During his early college years, Meeker worked part time for an advertising agency and a toy/novelty firm where he was exposed to the silkscreen process.
Meeker's teaching career began in 1946 with his appointment as instructor in the Department of Art at the University of Wisconsin at Madison and in 1950 he was promoted to assistant professor. In 1949 he began teaching the silkscreen process and his experiments in silkscreen led to his development of using a combination of polymer plate intaglios and screen printing. To achieve this he had to develop the “Meeker” press to print the high relief plates and his first successful serigraphy-polymer intaglio print was published in 1961. Meeker continued to teach drawing, painting and printmaking at Madison until 1992.

■ ■ ■ ■

# THE TASKS
**A)** Render this sentence from the passage about Meeker into Spanish: "During his early college years, Meeker worked part time for an advertising agency and a toy/novelty firm where he was exposed to the silkscreen process."
**B)** Extend the passage about Meeker with a few sentences that pick up after its final line.

# DATA BLOCK

■ ■ ■ ■

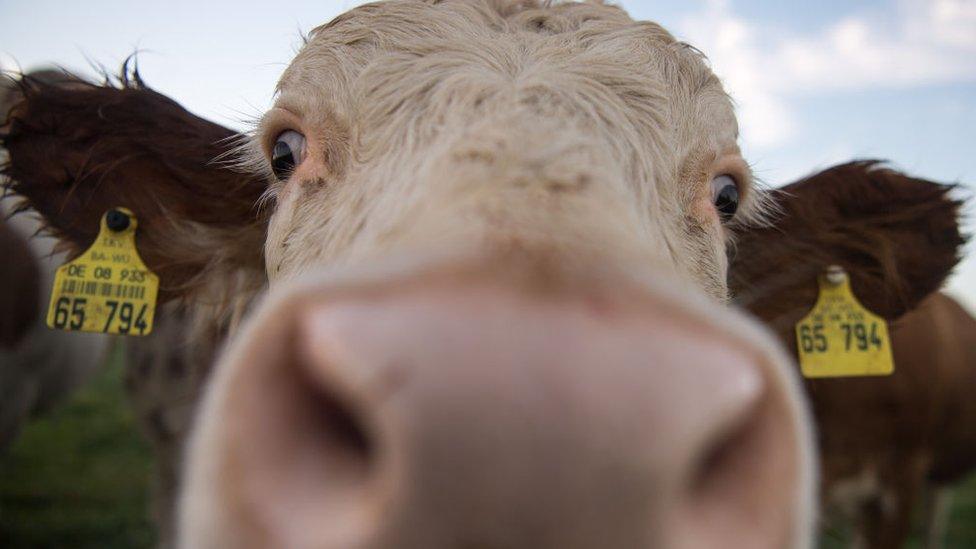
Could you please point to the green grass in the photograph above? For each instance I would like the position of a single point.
(79, 478)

■ ■ ■ ■

# RESPONSES TO THE EXERCISE
**A)** Durante sus primeros años universitarios, Meeker trabajó a tiempo parcial para una agencia de publicidad y una empresa de juguetes y artículos de novedad, donde tuvo contacto con el proceso de serigrafía.

**B)**
In 1958, Meeker was awarded a Guggenheim Fellowship for 1959 and 1960 to study printmaking in Europe. In Paris he worked at Hayter's printmaking workshop, Atelier 17, and with printmaker Kaiko Moti. He also studied prints in the museums of Spain and Italy.
Meeker's work is represented in the Art Institute of Chicago, Art Institute of Milwaukee, Beloit College Art Museum, Museum of Fine Arts Boston, Brooklyn Museum, Denison University, Detroit Institute of Fine Arts, Library of Congress, and the Los Angeles County Museum of Art. Meeker exhibited his prints internationally.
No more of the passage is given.